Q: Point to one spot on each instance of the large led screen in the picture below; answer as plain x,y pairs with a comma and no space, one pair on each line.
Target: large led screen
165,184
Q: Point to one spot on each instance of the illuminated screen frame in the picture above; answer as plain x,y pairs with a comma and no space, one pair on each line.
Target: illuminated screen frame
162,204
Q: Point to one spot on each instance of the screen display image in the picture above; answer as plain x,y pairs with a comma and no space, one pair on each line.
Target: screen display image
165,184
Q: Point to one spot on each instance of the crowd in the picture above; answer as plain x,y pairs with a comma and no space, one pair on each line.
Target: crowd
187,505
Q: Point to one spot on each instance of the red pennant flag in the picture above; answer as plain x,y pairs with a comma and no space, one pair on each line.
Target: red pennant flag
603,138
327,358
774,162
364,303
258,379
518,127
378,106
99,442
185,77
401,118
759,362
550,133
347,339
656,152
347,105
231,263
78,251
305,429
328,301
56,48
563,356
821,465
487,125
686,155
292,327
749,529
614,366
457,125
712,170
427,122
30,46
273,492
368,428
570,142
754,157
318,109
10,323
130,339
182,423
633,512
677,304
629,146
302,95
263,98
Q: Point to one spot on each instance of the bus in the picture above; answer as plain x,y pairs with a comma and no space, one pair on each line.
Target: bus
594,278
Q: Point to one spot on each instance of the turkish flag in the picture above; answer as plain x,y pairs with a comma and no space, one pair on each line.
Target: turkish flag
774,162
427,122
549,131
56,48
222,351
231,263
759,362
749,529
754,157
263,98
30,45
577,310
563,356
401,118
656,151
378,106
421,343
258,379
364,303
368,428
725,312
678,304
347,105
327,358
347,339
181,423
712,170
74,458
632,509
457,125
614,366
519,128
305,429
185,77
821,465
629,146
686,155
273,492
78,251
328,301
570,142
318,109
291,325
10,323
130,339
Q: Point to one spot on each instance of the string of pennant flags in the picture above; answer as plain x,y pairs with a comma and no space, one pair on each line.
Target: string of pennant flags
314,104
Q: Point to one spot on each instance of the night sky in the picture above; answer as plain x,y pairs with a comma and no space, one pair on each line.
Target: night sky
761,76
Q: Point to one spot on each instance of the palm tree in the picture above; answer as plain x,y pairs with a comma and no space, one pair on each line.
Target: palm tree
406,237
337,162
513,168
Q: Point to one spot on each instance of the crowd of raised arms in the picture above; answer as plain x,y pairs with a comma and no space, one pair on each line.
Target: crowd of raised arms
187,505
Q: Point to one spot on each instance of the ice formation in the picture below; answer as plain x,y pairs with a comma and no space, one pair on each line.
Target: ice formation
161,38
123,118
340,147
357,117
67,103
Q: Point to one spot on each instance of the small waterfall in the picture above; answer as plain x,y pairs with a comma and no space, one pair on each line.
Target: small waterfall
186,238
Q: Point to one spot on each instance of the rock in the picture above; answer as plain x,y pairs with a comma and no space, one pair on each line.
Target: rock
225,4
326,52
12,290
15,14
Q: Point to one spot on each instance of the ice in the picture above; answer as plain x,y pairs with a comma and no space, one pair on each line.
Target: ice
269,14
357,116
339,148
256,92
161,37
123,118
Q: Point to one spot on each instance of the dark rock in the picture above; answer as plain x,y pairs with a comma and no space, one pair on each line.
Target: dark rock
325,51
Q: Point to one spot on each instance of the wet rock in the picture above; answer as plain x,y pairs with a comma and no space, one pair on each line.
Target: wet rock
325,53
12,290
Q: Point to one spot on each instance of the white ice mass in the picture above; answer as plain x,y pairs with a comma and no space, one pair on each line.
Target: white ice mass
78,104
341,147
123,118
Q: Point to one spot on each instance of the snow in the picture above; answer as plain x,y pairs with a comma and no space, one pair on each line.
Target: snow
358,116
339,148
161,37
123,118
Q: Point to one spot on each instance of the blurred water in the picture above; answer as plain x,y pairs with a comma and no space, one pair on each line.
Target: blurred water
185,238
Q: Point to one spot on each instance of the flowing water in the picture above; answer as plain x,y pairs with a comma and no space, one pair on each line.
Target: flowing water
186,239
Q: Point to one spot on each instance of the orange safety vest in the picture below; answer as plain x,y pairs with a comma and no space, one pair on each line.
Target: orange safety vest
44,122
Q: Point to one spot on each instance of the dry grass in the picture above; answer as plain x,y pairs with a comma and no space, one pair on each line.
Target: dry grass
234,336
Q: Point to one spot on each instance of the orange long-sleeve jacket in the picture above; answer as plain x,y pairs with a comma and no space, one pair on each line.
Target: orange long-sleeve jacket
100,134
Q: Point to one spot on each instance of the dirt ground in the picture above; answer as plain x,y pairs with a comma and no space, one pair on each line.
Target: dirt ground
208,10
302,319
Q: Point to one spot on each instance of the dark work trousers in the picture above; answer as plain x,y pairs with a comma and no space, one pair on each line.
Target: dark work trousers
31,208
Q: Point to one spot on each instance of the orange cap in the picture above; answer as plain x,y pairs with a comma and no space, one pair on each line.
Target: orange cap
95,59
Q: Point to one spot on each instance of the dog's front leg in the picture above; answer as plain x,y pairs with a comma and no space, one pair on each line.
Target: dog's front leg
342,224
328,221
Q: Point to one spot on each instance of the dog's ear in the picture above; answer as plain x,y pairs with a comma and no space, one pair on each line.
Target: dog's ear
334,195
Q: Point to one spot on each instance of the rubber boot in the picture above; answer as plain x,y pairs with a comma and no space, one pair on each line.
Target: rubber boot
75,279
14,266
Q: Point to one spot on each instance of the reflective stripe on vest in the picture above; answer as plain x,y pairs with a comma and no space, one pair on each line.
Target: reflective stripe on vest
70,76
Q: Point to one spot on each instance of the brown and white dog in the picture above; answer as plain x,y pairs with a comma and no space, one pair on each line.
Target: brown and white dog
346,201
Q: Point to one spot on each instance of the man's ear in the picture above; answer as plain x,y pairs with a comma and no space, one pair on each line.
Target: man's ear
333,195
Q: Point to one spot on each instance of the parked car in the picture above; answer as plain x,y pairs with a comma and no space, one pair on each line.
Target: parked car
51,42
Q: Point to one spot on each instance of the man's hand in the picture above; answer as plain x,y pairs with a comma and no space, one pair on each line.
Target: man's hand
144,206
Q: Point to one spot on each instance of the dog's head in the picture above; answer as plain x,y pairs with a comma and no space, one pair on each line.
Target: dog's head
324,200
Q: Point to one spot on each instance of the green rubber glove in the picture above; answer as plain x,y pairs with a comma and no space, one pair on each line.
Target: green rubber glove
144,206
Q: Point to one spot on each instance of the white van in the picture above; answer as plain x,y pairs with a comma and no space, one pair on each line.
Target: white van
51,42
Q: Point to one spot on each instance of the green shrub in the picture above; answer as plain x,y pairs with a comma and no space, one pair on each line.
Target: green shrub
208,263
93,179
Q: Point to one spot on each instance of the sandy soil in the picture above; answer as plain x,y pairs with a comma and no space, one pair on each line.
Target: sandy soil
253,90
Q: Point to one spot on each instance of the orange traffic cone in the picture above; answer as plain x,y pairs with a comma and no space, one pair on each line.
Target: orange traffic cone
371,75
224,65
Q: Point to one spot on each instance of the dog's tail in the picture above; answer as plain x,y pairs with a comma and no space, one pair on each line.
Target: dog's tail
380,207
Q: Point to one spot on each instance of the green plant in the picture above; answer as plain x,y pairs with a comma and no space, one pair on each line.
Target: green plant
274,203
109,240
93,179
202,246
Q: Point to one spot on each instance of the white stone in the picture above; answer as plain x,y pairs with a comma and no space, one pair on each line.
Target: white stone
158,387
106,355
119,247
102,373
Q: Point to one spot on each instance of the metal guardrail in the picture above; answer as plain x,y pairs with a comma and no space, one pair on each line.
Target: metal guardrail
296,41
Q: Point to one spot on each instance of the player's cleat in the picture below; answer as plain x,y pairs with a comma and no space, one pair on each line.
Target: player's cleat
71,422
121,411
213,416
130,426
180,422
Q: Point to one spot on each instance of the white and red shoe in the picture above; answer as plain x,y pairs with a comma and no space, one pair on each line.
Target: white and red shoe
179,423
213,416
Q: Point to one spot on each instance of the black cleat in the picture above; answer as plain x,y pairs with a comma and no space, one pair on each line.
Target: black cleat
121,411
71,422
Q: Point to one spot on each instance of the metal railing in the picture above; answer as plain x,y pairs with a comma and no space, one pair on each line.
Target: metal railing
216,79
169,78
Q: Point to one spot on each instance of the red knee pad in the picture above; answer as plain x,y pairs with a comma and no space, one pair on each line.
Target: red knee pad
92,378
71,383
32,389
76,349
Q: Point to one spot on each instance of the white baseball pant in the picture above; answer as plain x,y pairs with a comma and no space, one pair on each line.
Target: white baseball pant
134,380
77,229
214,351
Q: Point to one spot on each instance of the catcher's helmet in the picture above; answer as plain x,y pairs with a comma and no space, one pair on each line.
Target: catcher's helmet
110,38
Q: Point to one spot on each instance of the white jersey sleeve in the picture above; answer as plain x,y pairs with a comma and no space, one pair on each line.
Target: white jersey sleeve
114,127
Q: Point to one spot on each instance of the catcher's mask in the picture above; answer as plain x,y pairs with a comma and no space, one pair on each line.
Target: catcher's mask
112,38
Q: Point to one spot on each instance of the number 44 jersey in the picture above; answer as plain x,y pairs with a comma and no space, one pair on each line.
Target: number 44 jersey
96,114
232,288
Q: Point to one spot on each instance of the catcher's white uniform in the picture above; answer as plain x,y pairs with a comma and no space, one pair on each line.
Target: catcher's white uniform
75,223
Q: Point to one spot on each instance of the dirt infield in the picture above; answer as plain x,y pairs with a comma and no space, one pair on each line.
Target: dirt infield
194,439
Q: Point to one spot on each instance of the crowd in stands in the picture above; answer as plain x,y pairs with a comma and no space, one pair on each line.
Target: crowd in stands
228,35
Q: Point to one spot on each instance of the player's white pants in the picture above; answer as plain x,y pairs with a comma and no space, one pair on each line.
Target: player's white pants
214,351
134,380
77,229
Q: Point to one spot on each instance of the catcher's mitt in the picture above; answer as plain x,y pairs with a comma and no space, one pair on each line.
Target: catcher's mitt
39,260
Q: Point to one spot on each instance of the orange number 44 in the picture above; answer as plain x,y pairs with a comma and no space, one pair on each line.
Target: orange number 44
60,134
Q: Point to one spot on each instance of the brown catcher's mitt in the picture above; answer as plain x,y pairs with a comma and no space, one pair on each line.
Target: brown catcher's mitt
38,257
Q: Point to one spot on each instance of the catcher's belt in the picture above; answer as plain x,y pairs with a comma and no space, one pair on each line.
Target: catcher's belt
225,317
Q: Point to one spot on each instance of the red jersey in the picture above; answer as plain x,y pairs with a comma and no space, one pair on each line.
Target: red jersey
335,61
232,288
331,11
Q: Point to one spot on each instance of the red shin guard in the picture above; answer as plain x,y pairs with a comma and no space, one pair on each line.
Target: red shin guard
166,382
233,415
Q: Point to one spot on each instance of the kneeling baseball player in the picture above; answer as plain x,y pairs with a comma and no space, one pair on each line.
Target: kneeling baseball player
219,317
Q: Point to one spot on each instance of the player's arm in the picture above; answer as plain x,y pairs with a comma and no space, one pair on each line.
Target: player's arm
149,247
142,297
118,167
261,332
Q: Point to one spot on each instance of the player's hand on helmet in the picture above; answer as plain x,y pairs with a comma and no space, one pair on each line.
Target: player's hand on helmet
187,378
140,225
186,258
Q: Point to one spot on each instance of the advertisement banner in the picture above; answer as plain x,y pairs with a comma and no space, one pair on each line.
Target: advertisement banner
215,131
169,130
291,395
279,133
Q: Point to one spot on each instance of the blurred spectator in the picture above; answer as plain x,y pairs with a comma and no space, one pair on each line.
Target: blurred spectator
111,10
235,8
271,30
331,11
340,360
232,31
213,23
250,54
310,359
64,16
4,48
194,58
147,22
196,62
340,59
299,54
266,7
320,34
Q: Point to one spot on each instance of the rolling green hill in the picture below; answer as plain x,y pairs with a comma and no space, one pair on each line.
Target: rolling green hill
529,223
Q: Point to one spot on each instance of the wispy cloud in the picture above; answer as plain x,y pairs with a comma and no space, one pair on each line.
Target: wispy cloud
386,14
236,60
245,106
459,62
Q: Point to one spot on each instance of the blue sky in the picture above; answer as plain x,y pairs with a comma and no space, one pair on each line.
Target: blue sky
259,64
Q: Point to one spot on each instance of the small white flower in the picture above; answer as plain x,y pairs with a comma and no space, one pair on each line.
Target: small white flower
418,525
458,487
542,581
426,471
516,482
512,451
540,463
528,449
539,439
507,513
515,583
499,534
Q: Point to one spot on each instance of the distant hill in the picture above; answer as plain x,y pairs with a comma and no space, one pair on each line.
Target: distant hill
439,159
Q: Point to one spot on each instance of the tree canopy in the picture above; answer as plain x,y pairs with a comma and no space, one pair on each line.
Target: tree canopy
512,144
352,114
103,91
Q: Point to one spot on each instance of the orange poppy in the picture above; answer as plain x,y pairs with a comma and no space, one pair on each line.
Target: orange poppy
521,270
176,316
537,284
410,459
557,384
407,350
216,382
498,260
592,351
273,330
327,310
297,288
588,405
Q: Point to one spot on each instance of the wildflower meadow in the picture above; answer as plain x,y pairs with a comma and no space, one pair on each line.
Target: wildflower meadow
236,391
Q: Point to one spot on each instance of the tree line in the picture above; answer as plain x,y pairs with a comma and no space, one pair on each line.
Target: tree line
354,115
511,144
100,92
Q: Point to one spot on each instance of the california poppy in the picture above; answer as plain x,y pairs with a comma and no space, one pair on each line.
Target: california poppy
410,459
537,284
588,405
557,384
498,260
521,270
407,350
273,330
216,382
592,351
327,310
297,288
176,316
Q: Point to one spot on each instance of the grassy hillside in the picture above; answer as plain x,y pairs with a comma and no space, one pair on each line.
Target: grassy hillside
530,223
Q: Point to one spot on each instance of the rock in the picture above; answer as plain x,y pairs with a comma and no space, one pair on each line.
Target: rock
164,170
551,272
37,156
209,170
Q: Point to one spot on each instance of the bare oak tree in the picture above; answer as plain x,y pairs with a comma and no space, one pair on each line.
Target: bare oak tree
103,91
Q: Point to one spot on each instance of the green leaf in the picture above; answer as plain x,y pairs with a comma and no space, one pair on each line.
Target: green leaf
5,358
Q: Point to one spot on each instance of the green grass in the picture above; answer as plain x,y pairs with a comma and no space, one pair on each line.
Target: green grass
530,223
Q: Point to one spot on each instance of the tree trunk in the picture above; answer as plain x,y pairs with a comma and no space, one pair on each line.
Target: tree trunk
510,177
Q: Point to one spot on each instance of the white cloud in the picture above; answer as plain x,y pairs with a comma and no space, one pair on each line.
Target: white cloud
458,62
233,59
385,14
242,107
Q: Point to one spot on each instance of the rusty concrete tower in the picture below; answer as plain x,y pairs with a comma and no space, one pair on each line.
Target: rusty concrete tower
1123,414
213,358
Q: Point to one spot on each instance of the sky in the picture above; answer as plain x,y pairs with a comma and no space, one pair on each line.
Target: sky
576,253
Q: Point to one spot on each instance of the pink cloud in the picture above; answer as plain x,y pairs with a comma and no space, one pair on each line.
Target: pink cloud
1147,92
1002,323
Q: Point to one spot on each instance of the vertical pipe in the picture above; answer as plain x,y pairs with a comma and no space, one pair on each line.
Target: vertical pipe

*-*-*

What you have to do
Reproduce exactly, with nothing added, the lines from the one that contains "Q: Point to one spot on each instance of the rusty" to the end of the data.

Solution for this task
Q: Point to one spot on each instance of the rusty concrete tower in the picture below; answer as plain x,y pairs with a comma and no space, one pair on each line.
Target: rusty concrete tower
1123,414
213,358
Q: Point to one spot on each instance of the sky in the picture above; answer as plain x,y pairs with a comma and no space, one pair on each line.
Target: sky
576,253
Q: Point to one spot on each instance of the pink cloud in the picture above; answer as plain x,y pairs with a comma and no space, one pair on each line.
Target: pink cloud
1147,92
1002,323
Q: Point to one spot on each instance of the vertical pipe in the picture above; answer as plain x,y pairs with a comma and no space, one pair on each line.
Target: vertical pipe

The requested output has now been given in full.